_Data in this exercise_:
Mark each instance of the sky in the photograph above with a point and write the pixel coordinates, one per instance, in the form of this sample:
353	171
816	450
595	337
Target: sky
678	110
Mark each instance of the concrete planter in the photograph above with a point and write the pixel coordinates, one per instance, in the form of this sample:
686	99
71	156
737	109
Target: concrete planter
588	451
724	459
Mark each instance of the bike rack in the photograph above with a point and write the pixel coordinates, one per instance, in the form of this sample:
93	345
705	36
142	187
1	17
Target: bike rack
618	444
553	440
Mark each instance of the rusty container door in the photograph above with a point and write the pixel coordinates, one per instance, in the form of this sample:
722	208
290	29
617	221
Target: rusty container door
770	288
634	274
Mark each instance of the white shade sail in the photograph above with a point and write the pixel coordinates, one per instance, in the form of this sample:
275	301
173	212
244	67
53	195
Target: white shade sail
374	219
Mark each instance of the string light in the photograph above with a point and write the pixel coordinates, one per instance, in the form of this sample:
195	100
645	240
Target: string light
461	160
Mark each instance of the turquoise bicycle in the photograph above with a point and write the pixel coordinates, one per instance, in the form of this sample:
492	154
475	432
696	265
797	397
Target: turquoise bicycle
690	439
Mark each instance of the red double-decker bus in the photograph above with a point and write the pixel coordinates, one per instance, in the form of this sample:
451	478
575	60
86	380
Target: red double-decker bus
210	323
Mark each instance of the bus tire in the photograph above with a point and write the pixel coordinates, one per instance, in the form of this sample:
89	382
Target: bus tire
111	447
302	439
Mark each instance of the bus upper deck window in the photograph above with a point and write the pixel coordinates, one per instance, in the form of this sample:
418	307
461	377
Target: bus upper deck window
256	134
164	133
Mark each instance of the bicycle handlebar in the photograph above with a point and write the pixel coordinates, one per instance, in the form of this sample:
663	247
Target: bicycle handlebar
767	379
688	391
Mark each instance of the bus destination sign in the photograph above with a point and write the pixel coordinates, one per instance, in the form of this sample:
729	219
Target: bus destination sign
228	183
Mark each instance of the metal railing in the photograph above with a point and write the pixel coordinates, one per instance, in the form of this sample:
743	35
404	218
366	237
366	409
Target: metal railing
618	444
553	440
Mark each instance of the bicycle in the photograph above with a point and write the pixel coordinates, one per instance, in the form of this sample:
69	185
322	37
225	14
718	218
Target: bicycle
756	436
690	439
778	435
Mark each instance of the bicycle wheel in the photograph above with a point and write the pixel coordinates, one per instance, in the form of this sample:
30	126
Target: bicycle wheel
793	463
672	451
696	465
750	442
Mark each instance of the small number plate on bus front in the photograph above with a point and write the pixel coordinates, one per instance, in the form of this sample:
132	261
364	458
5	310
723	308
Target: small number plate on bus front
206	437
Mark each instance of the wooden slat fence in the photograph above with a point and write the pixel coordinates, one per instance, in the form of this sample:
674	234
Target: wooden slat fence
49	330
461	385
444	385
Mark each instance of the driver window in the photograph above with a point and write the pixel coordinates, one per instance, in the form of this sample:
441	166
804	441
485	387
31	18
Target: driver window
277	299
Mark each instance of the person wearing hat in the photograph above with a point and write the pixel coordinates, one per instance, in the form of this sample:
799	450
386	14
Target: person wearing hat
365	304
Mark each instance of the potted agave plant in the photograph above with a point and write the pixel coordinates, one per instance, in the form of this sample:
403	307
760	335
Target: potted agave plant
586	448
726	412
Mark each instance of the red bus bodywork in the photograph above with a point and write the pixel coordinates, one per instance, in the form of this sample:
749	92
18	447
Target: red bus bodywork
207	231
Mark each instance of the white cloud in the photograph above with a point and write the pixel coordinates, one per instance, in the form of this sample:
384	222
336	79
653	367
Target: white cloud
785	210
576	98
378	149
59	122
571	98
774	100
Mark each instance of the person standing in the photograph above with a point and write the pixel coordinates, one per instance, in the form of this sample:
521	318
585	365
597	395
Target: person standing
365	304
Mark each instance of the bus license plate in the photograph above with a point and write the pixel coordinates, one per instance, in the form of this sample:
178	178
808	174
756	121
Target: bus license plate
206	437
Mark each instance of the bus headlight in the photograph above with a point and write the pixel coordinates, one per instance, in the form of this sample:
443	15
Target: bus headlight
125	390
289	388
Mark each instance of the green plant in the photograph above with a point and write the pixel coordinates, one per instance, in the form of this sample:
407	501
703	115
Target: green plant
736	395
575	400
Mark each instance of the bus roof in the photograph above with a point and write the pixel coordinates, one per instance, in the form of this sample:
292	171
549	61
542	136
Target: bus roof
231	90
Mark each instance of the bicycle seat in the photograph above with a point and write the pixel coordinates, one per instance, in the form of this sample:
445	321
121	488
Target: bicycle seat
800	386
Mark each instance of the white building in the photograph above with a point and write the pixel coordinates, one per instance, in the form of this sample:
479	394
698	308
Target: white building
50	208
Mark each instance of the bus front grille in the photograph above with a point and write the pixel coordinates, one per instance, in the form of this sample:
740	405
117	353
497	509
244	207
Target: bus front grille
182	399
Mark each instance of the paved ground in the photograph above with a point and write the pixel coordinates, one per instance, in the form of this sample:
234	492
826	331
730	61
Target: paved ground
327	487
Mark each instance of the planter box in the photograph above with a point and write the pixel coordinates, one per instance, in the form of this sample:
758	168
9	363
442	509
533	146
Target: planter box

_Instructions for the task_: Each entry above needs to be output exactly.

_Your solution_:
Mark each instance of the sky in the photograph above with a point and write the pixel coordinates, one per instance, in the form of this sample:
353	171
816	450
595	337
Target: sky
678	110
Mark each instance of the concrete planter in the photograph above with a point and write the pixel coordinates, one per instance, in the form of this sample:
686	99
71	156
737	109
Target: concrete planter
588	451
724	459
Mark each instance of the bike rack in the photograph above with a point and write the pixel coordinates, one per instance, in the form of this sample:
93	345
705	36
142	187
1	17
Target: bike rack
618	444
553	440
Mark each instance of the rusty container door in the photograph above with a point and write the pixel coordinates, one per instance, in the form of this sample:
722	208
290	29
617	221
Target: rusty container door
770	288
634	274
Mark each instance of the white shade sail in the photograph above with a point and write the pixel coordinates, one per instance, in the form of this sample:
275	301
173	212
244	67
53	195
Target: white shade sail
374	219
Mark each instance of the string light in the photograph above with a point and write the pixel coordinates, one per instance, in the form of this sample:
195	100
645	240
Target: string light
461	160
Mark each instance of the turquoise bicycle in the photograph above with a point and write the pixel coordinates, one per instance, in the form of this sample:
492	154
475	432
696	265
797	397
Target: turquoise bicycle
690	439
Mark each instance of the red double-decker bus in the photograph above with a point and write the pixel coordinates, one per instance, in the form of this sample:
451	478
575	60
86	380
Target: red double-decker bus
210	323
Mark each instance of the bus tire in the photograph above with a point and write the pixel coordinates, one per instance, in the form of this sample:
89	382
Target: bus tire
111	447
302	439
Mark each instance of the bus upper deck window in the photograph above with a point and write the pixel coordinates, one per instance, in the form of this sample:
418	307
461	377
Target: bus upper deck window
256	134
164	133
Mark each instance of the bicycle handlebar in the photograph above with a point and write the pixel coordinates, one per instance, in the form of this sample:
663	247
Target: bicycle handlebar
767	379
688	391
Mark each instance of the bus destination sign in the photograph above with a point and write the pixel coordinates, one per instance, in the form of this sample:
729	219
Target: bus destination sign
228	183
Mark each instance of the metal railing in the photograph above with a point and write the pixel coordinates, one per instance, in the form of this sample:
743	35
404	218
366	237
366	409
Target: metal railing
618	444
553	440
Mark each instance of the bicycle in the photograph above with a point and write the pixel coordinates, one per instance, in the form of this sample:
69	185
322	37
225	14
718	218
Target: bicycle
756	436
690	439
778	435
Mark each instance of the bicycle wheel in the photograph above with a point and write the pixel coordinates, one per instance, in the form of this sample:
30	126
Target: bicycle wheel
793	463
672	451
696	465
750	442
Mark each instance of the small number plate on bus front in the photograph above with a point and write the pixel coordinates, one per instance, in the form of this sample:
132	261
364	458
5	310
723	308
Target: small number plate on bus front
206	437
Mark each instance of the wooden slat fence in the photograph above with a point and write the pixel coordinates, one per instance, in the form of this sample:
674	234
Target: wooden slat fence
49	330
461	385
444	385
Mark each instance of the driver window in the photograph above with a point and write the pixel coordinates, one per instance, in the form of this sample:
441	166
804	441
485	387
31	18
Target: driver window
277	299
Mark each instance of the person wearing hat in the photograph above with a point and write the pixel coordinates, one per instance, in the form of this sample:
799	450
386	14
Target: person wearing hat
365	304
Mark each instance of the potted agave plant in the photograph above with a point and write the pixel coordinates, one per instance, in the form of this sample:
403	307
760	335
Target: potted agave plant
586	448
726	412
Mark each instance of the red bus bodywork in the photograph above with a point and write the pixel coordinates, one per instance, in the form of this sample:
749	92
18	447
Target: red bus bodywork
207	231
Mark each instance of the white cloud in the photograph above with a point and write the pixel coordinates, one per instance, in the form of this sample:
384	222
336	79
653	367
Target: white cloud
785	210
576	98
378	149
59	122
571	98
774	100
Mark each instance of the person standing in the photograph above with a point and write the pixel coordinates, one per instance, in the form of this sample:
521	318
585	365
597	395
Target: person standing
365	304
Mark each instance of the bus license plate in the photograph above with a point and write the pixel coordinates, one per instance, in the form of this sample:
178	178
808	174
756	121
Target: bus license plate
206	437
Mark each instance of the bus headlight in the photograph above with a point and write the pixel coordinates, one per instance, in the form of this sample:
443	15
Target: bus headlight
125	390
289	388
Mark each instance of the green plant in the photograph above with a point and write the pixel coordinates, one per instance, in the form of this sample:
407	501
703	115
Target: green plant
736	395
575	400
Mark each instance of the bus roof in the photograph above with a point and write the pixel coordinates, one per instance, in the form of this sample:
292	171
549	61
542	136
Target: bus roof
231	90
Mark each instance of the bicycle seat in the photograph above with a point and write the pixel coordinates, one per instance, in the form of this sample:
445	321
121	488
Target: bicycle seat
800	386
Mark each instance of the white building in the photograph above with a point and write the pixel coordinates, one per instance, in the form of this sample:
479	394
698	308
Target: white building
50	208
Mark each instance of the bus front grille in the photograph above with a point and write the pixel coordinates, one per instance, in the form of this sample:
740	405
117	353
497	509
244	207
Target: bus front grille
182	399
Mark each instance of the paved ground in the photograph above with a point and write the pixel coordinates, one per instance, in the form of this sample:
234	492
826	331
730	61
Target: paved ground
327	487
Mark each instance of the planter box in the photograph above with a point and write the pixel coordinates, one per instance, in the form of this sample:
758	168
9	363
442	509
533	146
Target: planter box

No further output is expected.